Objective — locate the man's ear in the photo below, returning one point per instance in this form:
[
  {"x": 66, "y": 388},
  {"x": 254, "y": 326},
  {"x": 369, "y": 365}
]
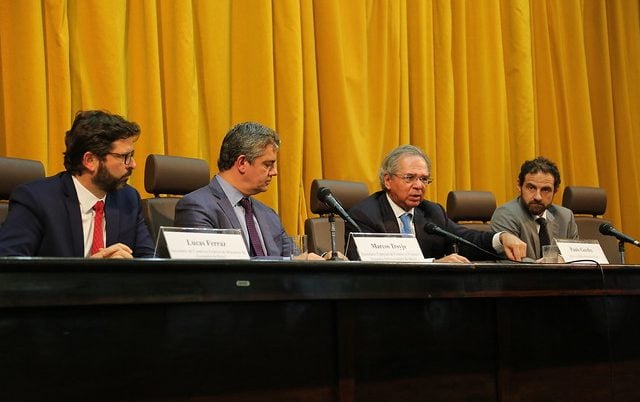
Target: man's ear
[
  {"x": 90, "y": 162},
  {"x": 241, "y": 163},
  {"x": 387, "y": 178}
]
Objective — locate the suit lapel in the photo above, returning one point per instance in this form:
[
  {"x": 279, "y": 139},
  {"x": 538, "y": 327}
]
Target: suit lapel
[
  {"x": 74, "y": 220},
  {"x": 389, "y": 219},
  {"x": 112, "y": 219},
  {"x": 224, "y": 204},
  {"x": 265, "y": 229}
]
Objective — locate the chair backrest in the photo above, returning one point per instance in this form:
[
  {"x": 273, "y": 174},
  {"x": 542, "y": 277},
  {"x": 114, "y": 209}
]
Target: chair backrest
[
  {"x": 587, "y": 204},
  {"x": 173, "y": 176},
  {"x": 16, "y": 171},
  {"x": 472, "y": 209},
  {"x": 318, "y": 230}
]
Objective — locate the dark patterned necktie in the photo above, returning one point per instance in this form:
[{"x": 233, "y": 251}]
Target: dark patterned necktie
[
  {"x": 406, "y": 223},
  {"x": 543, "y": 234},
  {"x": 254, "y": 237}
]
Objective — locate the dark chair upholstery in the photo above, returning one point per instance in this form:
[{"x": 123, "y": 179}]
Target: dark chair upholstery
[
  {"x": 172, "y": 176},
  {"x": 472, "y": 209},
  {"x": 16, "y": 171},
  {"x": 588, "y": 205},
  {"x": 318, "y": 230}
]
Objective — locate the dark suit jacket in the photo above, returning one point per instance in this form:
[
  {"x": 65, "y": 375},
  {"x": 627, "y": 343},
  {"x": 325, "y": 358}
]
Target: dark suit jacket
[
  {"x": 374, "y": 215},
  {"x": 209, "y": 207},
  {"x": 44, "y": 220}
]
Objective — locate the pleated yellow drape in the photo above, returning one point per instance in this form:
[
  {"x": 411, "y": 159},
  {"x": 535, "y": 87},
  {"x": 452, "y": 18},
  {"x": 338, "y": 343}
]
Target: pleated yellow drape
[{"x": 480, "y": 85}]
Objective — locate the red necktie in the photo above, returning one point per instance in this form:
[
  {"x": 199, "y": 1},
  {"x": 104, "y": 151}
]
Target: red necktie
[
  {"x": 98, "y": 236},
  {"x": 254, "y": 237}
]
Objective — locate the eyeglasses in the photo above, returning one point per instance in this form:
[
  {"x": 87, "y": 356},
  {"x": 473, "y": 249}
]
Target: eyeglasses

##############################

> **PROBLEM TO SOLVE**:
The answer must be an exact copy of the records, with no pictures in it.

> **ANSWER TO THIS EXERCISE**:
Objective — locate the man's ear in the photo below, returning one point per instance in this form:
[
  {"x": 66, "y": 388},
  {"x": 254, "y": 326},
  {"x": 369, "y": 365}
]
Target: man's ear
[
  {"x": 90, "y": 162},
  {"x": 241, "y": 163},
  {"x": 387, "y": 178}
]
Objective — locate the suit lapel in the photo above, returning one point per instance in this form:
[
  {"x": 279, "y": 139},
  {"x": 538, "y": 327}
]
Target: suit lapel
[
  {"x": 74, "y": 220},
  {"x": 389, "y": 219},
  {"x": 112, "y": 219},
  {"x": 224, "y": 204},
  {"x": 265, "y": 229}
]
Objective — locate the chair backrest in the photo above, returning one point per instance in this form:
[
  {"x": 273, "y": 174},
  {"x": 542, "y": 277},
  {"x": 114, "y": 209}
]
Target: chair backrest
[
  {"x": 587, "y": 204},
  {"x": 173, "y": 176},
  {"x": 16, "y": 171},
  {"x": 472, "y": 209},
  {"x": 318, "y": 230}
]
Objective — locate the dark patterned necktie in the photo above, returning one point per instance in this form:
[{"x": 233, "y": 251}]
Target: dark patterned necktie
[
  {"x": 406, "y": 223},
  {"x": 543, "y": 234},
  {"x": 254, "y": 237}
]
Objective — locate the dark chair upholstery in the photo above, returning one point per instance in this form:
[{"x": 123, "y": 179}]
Target: dark chair upholstery
[
  {"x": 172, "y": 176},
  {"x": 472, "y": 209},
  {"x": 16, "y": 171},
  {"x": 588, "y": 205},
  {"x": 318, "y": 230}
]
Objective — locate the dark suit jacket in the photo above, returning one point per instance in this form:
[
  {"x": 65, "y": 375},
  {"x": 627, "y": 343},
  {"x": 325, "y": 358}
]
Target: dark suit jacket
[
  {"x": 374, "y": 215},
  {"x": 209, "y": 207},
  {"x": 44, "y": 220}
]
Objective — locate the pleated yellow drape in the photo above, returning one point per instance in this form:
[
  {"x": 411, "y": 159},
  {"x": 535, "y": 87},
  {"x": 452, "y": 18},
  {"x": 338, "y": 343}
]
Target: pleated yellow drape
[{"x": 480, "y": 85}]
Objective — locate the red necktie in the photo above, returning one point per instance in this form:
[
  {"x": 199, "y": 1},
  {"x": 104, "y": 151}
]
Target: red necktie
[
  {"x": 98, "y": 236},
  {"x": 254, "y": 237}
]
Objective — locate the eyeglasses in the photo above, returning one point per instance in this form:
[
  {"x": 87, "y": 356},
  {"x": 473, "y": 249}
]
Target: eyeglasses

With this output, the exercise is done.